#### [Exercise aim]
Pull out every line of the material that contains the word "horizon".

#### [Entries supplied]
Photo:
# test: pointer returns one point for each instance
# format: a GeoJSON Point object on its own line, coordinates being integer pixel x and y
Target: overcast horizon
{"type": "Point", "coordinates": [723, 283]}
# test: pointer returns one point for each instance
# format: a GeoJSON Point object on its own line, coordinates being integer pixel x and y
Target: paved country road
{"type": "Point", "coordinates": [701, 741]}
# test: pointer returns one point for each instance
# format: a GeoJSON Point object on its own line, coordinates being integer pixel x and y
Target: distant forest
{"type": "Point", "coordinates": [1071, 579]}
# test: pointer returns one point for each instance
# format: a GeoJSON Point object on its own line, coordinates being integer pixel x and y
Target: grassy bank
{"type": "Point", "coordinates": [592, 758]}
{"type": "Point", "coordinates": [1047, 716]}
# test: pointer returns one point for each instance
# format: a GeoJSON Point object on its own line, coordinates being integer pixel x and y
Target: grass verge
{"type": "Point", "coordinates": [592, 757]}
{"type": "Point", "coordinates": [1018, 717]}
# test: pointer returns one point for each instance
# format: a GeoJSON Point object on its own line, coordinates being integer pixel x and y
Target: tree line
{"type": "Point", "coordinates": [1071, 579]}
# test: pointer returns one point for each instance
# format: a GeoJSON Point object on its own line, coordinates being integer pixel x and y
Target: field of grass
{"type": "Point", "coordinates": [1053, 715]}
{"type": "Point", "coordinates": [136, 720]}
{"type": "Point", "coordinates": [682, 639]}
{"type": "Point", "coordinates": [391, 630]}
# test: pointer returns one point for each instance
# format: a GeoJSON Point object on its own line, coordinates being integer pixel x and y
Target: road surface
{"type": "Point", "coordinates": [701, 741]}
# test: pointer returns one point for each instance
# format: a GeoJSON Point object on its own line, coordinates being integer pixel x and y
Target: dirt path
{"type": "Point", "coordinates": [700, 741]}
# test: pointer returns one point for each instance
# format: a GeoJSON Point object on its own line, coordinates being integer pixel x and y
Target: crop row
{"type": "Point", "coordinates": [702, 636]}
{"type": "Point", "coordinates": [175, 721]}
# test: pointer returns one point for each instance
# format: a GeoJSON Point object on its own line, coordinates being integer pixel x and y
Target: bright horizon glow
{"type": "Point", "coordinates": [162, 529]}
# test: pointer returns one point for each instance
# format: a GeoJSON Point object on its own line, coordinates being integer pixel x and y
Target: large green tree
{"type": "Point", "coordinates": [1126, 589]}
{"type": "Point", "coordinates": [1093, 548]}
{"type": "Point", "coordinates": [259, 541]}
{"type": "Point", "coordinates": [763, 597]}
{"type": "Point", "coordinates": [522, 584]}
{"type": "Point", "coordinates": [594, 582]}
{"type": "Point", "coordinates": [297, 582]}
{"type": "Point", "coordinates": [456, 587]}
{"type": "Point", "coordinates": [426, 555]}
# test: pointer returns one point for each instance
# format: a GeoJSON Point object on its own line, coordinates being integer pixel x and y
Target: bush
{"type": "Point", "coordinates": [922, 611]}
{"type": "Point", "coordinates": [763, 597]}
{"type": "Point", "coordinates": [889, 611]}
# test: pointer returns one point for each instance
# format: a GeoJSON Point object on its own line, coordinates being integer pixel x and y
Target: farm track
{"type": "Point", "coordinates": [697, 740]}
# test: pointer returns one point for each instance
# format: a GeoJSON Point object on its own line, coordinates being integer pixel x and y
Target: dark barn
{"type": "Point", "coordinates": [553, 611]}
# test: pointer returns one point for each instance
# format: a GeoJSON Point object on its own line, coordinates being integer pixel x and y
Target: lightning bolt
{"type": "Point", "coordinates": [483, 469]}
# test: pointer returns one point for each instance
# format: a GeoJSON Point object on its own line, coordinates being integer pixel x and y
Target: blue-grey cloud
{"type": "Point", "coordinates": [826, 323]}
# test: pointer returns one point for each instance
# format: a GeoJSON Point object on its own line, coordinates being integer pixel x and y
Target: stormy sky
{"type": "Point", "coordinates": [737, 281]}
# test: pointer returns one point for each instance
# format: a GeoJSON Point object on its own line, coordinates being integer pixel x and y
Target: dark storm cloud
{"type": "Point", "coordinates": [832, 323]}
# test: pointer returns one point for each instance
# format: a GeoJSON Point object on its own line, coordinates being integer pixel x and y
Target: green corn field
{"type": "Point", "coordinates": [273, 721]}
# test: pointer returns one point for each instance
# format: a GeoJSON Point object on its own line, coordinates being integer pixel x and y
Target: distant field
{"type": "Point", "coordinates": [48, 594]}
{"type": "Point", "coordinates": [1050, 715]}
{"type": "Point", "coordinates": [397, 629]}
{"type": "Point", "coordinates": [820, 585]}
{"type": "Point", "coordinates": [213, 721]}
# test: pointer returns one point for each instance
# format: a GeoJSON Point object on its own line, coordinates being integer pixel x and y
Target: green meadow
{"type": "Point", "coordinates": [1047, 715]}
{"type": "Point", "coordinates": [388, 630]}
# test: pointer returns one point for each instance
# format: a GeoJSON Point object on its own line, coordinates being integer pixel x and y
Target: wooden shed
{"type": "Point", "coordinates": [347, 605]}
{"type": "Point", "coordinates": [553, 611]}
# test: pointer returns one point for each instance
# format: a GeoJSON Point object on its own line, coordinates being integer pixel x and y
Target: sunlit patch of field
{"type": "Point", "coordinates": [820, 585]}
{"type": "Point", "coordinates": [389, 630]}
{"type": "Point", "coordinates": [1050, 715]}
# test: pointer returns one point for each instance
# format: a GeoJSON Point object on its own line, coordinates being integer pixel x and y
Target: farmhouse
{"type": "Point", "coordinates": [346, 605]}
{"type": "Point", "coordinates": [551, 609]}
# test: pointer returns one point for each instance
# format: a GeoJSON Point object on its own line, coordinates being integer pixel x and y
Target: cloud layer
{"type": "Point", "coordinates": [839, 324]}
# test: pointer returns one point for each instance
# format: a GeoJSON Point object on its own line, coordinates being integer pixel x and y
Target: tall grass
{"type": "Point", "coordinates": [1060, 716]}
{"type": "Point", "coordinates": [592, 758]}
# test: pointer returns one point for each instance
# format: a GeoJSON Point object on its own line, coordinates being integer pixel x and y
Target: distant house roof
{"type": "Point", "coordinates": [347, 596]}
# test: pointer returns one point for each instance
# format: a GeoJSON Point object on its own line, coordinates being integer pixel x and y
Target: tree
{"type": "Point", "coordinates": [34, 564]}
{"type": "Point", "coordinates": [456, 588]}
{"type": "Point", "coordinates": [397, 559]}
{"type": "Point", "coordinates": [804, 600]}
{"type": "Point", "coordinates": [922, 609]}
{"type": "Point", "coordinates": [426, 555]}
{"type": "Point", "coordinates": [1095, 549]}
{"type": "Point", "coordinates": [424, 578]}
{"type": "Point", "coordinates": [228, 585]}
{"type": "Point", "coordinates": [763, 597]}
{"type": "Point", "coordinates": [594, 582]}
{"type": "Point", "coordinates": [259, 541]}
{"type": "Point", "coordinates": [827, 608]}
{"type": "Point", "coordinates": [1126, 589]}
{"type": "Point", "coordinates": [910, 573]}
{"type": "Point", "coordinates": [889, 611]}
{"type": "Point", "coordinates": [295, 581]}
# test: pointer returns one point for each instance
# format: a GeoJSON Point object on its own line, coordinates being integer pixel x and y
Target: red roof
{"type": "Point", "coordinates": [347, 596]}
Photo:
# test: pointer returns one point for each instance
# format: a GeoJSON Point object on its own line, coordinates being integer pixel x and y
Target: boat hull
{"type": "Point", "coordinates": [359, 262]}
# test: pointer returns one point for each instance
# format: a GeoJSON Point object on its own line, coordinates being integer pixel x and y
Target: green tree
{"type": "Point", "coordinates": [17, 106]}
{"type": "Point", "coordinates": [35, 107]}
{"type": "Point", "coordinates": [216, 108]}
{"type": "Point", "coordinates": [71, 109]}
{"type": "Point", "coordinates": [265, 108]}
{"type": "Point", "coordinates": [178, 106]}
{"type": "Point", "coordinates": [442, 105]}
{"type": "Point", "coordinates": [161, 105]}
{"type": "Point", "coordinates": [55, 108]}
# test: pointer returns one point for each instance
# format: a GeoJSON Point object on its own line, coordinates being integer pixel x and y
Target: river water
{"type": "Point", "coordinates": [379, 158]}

#### [Answer to this exercise]
Target: overcast horizon
Target: bright horizon glow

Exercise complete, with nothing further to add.